DOCUMENT TEXT below:
“… in this world nothing can be said to be certain, except death and taxes”
So said Benjamin Franklin at around the time the US Constitution was written. It seems appropriate enough that around the time that same constitution is being tested to within an inch of its life, the current US president seems set on replacing taxes with tariffs.
Appropriate in one sense because, of course, tariffs are just rebranded taxes in any case (who’d have thought it would be a republican president who would enact the most swinging tax increases of the modern era?).
The quote, however, is relevant for those of us running businesses for another reason too. When the largest economy in the free world is hell-bent on changing the rules that have driven the global order for decades, and on doing so in a way that seems capricious and liable to change at any point, very little “can be said to be certain” at all.
Uncertainty is corrosive for business investment, and therefore for productivity growth and the wider economy.
Why? Let’s consider the maths. When you make an investment, you are trading away some money today (the cost of the investment) for (hopefully) a stream of returns which will come your way in the future.
End of DOCUMENT TEXT.
INFORMATION below:
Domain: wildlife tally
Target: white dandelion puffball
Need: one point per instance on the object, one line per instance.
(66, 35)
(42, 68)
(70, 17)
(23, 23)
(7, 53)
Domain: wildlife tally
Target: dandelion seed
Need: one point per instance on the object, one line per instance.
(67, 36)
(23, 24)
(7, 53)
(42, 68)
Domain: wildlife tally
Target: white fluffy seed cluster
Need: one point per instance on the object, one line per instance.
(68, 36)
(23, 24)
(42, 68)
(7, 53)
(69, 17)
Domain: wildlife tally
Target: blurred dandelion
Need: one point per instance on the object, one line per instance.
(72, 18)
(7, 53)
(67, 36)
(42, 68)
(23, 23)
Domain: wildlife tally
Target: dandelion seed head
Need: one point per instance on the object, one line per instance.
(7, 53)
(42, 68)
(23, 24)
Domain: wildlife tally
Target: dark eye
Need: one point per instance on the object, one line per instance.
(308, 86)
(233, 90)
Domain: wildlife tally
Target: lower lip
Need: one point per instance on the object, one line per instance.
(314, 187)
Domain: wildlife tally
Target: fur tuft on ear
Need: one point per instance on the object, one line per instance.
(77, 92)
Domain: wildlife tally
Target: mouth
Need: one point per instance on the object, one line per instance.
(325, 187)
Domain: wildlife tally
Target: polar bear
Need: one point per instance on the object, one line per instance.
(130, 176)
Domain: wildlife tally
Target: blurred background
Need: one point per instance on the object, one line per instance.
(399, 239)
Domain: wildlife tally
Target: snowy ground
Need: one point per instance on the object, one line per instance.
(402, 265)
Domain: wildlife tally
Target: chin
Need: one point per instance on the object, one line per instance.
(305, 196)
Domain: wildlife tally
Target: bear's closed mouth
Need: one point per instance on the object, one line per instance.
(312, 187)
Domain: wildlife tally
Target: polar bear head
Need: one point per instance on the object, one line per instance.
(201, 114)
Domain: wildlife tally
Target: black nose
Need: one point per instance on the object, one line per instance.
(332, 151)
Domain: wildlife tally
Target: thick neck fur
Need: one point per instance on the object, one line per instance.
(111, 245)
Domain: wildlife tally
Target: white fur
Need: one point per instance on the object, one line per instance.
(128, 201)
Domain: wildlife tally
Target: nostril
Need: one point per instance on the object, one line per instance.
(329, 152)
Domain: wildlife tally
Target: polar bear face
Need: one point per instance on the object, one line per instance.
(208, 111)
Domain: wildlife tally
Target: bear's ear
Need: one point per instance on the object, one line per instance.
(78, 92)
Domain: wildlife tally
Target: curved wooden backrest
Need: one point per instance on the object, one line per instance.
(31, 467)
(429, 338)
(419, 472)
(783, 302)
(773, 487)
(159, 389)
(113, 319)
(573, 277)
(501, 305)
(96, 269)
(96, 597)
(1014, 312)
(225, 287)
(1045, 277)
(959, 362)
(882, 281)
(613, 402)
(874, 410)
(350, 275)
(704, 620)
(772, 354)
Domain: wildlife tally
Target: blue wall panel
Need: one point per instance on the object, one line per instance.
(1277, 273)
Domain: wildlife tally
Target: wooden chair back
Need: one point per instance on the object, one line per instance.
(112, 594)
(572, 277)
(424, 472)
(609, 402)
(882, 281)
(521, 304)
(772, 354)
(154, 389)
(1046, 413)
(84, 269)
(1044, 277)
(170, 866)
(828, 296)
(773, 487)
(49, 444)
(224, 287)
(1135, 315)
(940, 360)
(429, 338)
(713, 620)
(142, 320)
End of INFORMATION.
WORK TO COMPLETE
Can you go on with the piece on tariffs and business uncertainty from the point where it stops?

RESPONSE
Obviously you hope that the stream of returns is bigger than your initial investment, but there is maths explaining by how much. If you lend someone £100 today for payback in one year’s time, you are depriving yourself of the opportunity to earn interest on that £100 over the year if it sat safely in your bank account. You are also taking a risk, however small, that the money is never repaid. As such, you would expect, just as a bank does, to be repaid a bit more than £100 to compensate you for those sacrifices and risks.
Economists turn that logic into formulae which allow you to work out whether the investment you are making is worth doing or not, but the core ingredients of those models are the same - the basic “safe” rate of interest you would get by just keeping the money in the bank, and the additional ‘risk premium’ you should demand based on how risky the investment looks.
The current wave of tariff madness hits that equation in 2 ways. Firstly, by creating inflation it will increase interest rates, which means that the ‘safe’ rate of return will go up - that raises the bar on investments by making the ‘do nothing’ case more attractive. (Another way of thinking about that is that rising interest rates increase the cost of any debt you need to take on to fund your investment).
Secondly, the unpredictable impact of US policy around the world obviously also increases the riskiness of many investments. If you are building a new factory to expand production, what is the danger that a closed-off US market means there is no demand for what you are making, or that a recession-hit China decides to dump their version of your product into your market at an unsustainably low cost?
Tempting, then, to stick every major project on hold. There is a beguiling logic to ‘wait and see’.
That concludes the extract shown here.